Exercise directions: Copy the rows from the start through the line with "[(470, 217), (458, 98), (469, 245)]", swapping "bowler hat" for "top hat" and leaving everything else unchanged. Leave the pictures out of your answer.
════════════════════
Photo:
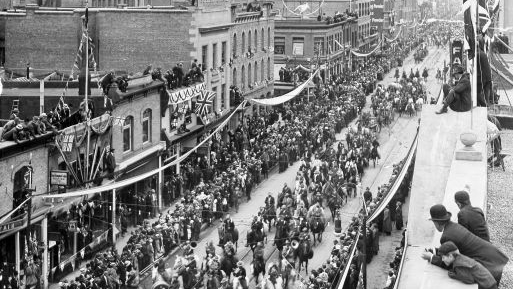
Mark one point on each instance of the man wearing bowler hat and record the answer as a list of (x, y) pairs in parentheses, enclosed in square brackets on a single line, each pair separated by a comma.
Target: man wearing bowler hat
[(470, 217), (458, 98), (469, 245)]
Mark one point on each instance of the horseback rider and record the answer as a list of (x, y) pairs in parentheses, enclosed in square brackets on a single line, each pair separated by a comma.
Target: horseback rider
[(258, 261), (304, 235), (239, 274), (288, 255), (269, 200)]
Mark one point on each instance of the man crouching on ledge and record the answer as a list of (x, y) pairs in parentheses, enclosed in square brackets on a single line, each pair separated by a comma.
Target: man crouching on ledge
[(458, 98)]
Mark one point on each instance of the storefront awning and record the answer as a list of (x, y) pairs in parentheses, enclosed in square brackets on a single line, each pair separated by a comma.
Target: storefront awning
[(156, 148)]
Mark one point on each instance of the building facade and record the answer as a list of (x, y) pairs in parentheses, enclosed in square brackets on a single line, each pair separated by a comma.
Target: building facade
[(312, 44)]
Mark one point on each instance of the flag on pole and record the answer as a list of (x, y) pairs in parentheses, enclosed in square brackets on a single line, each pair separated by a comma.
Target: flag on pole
[(484, 17), (469, 19), (494, 8), (205, 102)]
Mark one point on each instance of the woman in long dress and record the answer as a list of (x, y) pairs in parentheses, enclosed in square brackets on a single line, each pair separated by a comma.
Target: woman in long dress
[(387, 221)]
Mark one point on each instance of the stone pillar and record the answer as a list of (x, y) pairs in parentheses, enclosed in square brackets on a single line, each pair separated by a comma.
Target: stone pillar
[(160, 184), (114, 217), (44, 237)]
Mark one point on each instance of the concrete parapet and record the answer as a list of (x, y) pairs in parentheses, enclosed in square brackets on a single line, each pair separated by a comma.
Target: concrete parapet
[(437, 176)]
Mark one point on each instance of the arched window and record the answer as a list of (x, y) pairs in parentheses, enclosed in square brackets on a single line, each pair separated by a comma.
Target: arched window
[(256, 41), (146, 125), (249, 41), (243, 78), (21, 182), (256, 71), (243, 43), (234, 44), (262, 66), (262, 39), (128, 134), (234, 77), (250, 79)]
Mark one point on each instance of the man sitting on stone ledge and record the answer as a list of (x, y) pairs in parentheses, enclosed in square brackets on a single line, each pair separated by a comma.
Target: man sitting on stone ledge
[(468, 244), (465, 269), (458, 98)]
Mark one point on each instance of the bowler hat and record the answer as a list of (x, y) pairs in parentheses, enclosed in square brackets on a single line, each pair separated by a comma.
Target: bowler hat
[(461, 197), (439, 213), (447, 247), (457, 69)]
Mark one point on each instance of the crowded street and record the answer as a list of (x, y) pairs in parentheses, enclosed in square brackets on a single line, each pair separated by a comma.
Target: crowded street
[(255, 145)]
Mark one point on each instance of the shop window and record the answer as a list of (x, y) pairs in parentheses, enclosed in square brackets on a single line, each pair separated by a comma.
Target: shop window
[(147, 125), (250, 78), (319, 45), (22, 180), (262, 35), (243, 80), (256, 40), (128, 134), (223, 53), (262, 66), (279, 45), (256, 72), (234, 45), (223, 96), (243, 47), (214, 56)]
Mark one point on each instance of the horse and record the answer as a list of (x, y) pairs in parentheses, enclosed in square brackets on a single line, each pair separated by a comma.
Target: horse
[(334, 203), (374, 156), (269, 214), (317, 227), (281, 234), (304, 253), (410, 108)]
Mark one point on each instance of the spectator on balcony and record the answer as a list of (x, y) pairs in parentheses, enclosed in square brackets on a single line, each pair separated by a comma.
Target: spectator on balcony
[(178, 72), (470, 245), (9, 126), (470, 217), (15, 113)]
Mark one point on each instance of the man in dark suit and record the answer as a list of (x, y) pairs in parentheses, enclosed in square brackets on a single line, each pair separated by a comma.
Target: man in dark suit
[(458, 98), (469, 244), (470, 217), (484, 75)]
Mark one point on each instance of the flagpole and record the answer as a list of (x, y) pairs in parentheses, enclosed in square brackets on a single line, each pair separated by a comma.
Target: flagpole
[(86, 89), (474, 68)]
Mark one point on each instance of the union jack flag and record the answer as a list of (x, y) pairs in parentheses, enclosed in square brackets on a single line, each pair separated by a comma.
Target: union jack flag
[(205, 102)]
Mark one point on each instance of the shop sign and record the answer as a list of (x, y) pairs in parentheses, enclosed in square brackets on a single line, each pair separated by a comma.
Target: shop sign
[(59, 178), (11, 226)]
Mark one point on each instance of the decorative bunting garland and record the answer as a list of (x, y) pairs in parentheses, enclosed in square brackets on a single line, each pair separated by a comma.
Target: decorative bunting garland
[(286, 97), (366, 54), (124, 183), (71, 260), (185, 94)]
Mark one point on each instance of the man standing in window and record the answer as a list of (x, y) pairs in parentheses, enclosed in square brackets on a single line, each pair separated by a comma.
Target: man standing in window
[(109, 162)]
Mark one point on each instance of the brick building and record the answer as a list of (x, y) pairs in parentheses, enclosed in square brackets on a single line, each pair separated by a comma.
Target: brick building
[(251, 57), (312, 43), (366, 37)]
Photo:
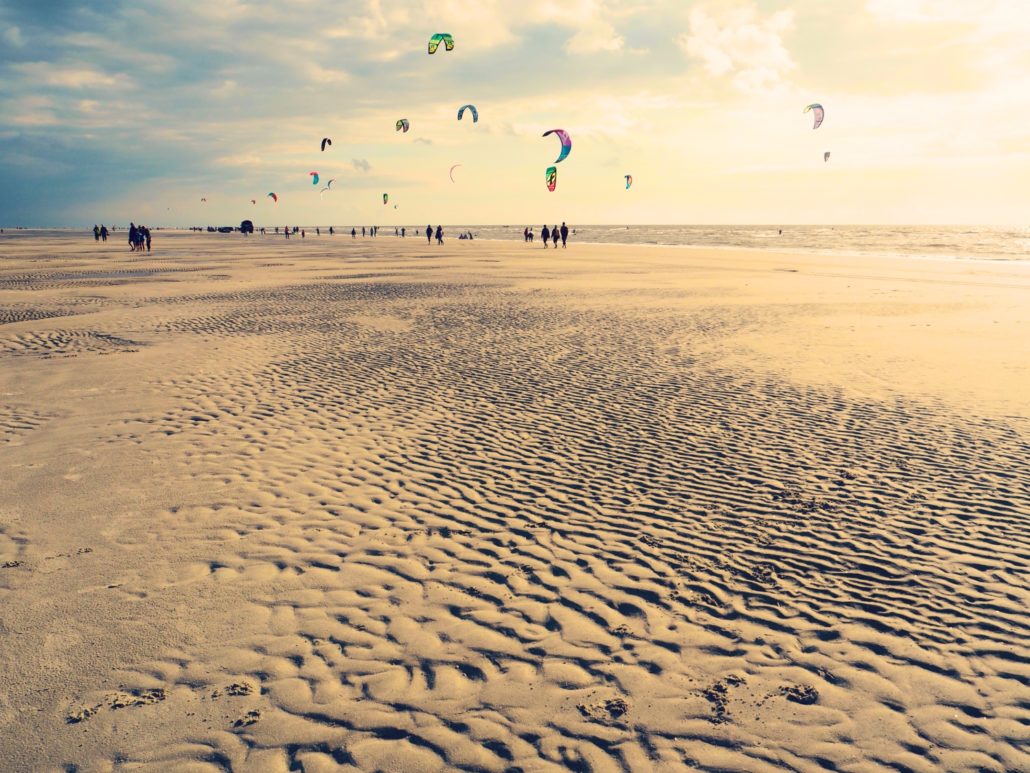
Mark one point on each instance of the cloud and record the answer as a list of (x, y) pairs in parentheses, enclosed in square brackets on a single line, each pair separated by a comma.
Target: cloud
════════════════════
Answer to the task:
Photo:
Mark one point on each instance of the man wearing top hat and record the answer as a list of (x, y) pairs in parentheses, enclosed in square brackets on a single line, each pair separated by a comma.
Target: man wearing top hat
[(470, 217), (458, 98), (469, 245)]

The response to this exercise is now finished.